**Problem details:** Extract the passage of the Carillion PFI article that opens with "In a PFI deal, a" and ends after "other services provided.", copying it word for word.

**Source extract:**
=====
Carillion made £500m in revenue from selling off Private Finance Initiative (PFI) projects between 2003 and 2011, with many deals handing the construction firm returns of more than 15 per cent per year.

The most lucrative sale was of three NHS hospital buildings in Staffordshire, Swindon and Glasgow in 2007 which netted Carillion a 38.7 per cent annual return, according to analysis by the European Services Strategy Unit (ESSU). Around £200m of the sales came after 2010, the figures show.

Several of the purchasers are based offshore meaning they pay no UK corporation tax on the profits they derive from the schemes, which are ultimately paid for by taxpayers, the ESSU research found.

Several projects were bought by Secondary Market Infrastructure Fund and Land Securities Trillium, both of which are earlier names for what is now Semperian, a company based in Jersey and part-owned by the Daily Mail Senior Executives Pension Fund.

Equitix, which also bought PFI projects from Carillion, was previously based in the UK but has now been sold to offshore funds.

Shadow Chancellor John McDonnell said: “This is just another example of how private companies have made obscene profits from the public purse.

“Not only do we now know that PFI represents a bad deal for the taxpayer but the public purse loses out again when shares are sold offshore to companies who pay no UK corporation tax.

“Only Labour would end the PFI racket and bring contracts in-house to stop the draining of public sector resources into the pockets of shareholders, including those based offshore.”

The news comes after a damning National Audit Office report earlier this month concluded that Britain had incurred billions of pounds in extra costs for no obvious benefit from PFI infrastructure projects.

The NAO looked at PFI and so-called PF2 projects. PF2 was introduced in 2013 and heralded as a new approach for funding public-private partnerships that would ensure an end to the huge costs incurred by taxpayers on older projects. Critics have pointed out that funding obtained by the private sector is still significantly more expensive than government borrowing.

There are currently 735 operational PFI and PF2 deals, with a capital value of around £60bn. Annual charges for these deals amounted to £10.3bn in 2016-17, the NAO found. Even if no new deals are entered into, future charges which continue until the 2040s will amount to £199bn.

Earlier research by the ESSU found that nine offshore funds own between 50 per cent and 100 per cent of the equity in 335 PFI projects across the UK. The funds own 45 per cent of all current projects, ESSU said.

In a PFI deal, a private finance company borrows money to construct a new asset such as a school, hospital or road. The taxpayer then makes payments over the contract term which is often 25 or 30 years. These cover debt repayment, financing costs, maintenance and any other services provided.

PFI has been in the spotlight once again after Carillion collapsed into liquidation this month. Carillion was a significant holder of PFI contracts. The firm’s most recent annual report shows that it received around £253m in 2016 from various UK public private partnerships, mainly made up of PFIs.

These range from upgrading a road in Aberdeen, to building a new hospital in Liverpool, to maintaining a host of school buildings in Leeds and Durham.
=====
**Material shown:**
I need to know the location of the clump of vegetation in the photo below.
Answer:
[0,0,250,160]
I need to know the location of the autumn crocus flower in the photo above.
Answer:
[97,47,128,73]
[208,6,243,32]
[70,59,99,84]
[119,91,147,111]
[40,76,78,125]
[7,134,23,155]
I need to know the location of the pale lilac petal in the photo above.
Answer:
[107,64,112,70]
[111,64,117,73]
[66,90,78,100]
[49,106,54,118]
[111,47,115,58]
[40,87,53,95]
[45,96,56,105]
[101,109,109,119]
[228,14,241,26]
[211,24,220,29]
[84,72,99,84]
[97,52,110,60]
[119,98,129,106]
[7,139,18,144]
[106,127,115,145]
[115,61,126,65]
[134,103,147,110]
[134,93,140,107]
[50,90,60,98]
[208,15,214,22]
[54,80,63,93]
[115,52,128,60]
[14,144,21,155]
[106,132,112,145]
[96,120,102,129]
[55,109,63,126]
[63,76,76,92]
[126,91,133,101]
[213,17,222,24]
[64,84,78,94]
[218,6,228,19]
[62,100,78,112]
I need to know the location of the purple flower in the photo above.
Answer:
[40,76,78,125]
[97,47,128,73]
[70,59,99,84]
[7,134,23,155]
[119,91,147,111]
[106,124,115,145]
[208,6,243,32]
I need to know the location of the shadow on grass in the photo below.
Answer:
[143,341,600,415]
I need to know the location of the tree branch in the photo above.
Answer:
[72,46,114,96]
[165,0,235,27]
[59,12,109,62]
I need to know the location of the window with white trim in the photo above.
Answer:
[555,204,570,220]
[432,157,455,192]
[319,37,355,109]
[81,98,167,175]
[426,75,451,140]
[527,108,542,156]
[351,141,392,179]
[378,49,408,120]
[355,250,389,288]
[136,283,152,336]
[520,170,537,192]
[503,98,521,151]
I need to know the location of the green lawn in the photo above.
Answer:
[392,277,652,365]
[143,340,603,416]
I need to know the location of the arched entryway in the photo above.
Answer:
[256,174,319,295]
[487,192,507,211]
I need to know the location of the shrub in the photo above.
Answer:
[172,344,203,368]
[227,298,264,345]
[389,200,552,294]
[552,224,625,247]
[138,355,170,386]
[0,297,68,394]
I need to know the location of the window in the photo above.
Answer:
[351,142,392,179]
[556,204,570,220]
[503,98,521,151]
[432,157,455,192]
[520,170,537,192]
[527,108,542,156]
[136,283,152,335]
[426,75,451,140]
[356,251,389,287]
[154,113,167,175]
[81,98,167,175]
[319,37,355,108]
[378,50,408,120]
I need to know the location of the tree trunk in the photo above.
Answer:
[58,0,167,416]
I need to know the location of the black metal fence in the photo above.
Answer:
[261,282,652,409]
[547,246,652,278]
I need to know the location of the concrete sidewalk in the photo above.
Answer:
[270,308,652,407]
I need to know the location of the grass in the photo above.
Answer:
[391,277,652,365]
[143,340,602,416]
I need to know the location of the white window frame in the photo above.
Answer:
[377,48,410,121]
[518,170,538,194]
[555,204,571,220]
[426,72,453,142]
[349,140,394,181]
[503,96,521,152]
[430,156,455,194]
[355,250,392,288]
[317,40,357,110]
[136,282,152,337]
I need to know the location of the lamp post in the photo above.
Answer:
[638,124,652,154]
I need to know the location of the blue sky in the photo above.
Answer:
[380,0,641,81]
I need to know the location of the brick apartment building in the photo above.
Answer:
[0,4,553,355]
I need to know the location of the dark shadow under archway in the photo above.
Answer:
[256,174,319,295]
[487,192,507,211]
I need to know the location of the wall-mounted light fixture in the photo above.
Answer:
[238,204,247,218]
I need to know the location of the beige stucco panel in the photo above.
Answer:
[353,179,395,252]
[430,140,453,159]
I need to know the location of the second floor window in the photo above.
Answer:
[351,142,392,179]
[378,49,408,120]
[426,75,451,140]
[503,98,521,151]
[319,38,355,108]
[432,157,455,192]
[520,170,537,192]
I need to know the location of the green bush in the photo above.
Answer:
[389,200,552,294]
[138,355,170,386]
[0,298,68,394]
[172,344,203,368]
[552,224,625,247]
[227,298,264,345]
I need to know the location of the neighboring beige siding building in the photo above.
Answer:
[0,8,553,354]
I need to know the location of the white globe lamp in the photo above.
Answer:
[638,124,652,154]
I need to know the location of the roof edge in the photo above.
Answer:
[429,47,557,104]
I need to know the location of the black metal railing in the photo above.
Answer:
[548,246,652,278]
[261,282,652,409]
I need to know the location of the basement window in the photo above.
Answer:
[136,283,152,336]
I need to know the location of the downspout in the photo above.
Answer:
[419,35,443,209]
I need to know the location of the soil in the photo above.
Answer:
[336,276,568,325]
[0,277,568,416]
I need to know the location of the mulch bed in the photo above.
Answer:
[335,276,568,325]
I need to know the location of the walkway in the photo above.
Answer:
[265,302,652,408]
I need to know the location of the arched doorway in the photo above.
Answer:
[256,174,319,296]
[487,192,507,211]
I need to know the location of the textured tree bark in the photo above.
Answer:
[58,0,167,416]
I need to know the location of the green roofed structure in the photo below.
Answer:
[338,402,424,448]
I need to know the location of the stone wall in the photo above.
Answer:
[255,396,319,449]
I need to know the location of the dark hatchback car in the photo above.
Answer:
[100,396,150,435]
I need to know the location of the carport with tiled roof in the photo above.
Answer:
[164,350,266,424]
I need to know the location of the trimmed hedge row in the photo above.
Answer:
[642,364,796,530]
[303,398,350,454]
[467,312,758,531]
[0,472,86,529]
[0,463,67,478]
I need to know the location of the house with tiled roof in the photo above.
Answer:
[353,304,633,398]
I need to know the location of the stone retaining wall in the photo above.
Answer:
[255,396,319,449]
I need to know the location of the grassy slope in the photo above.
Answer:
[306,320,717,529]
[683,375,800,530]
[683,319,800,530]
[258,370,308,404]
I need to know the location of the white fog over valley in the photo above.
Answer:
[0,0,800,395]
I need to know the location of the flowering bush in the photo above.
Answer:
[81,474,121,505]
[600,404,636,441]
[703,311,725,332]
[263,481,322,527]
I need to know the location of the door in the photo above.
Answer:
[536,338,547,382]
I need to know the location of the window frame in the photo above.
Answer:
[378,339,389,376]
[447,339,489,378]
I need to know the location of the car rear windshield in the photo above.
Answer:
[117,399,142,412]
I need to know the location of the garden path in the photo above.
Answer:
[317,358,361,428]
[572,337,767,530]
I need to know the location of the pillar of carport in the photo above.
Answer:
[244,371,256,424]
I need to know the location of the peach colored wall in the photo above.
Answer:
=====
**Answer space:**
In a PFI deal, a private finance company borrows money to construct a new asset such as a school, hospital or road. The taxpayer then makes payments over the contract term which is often 25 or 30 years. These cover debt repayment, financing costs, maintenance and any other services provided.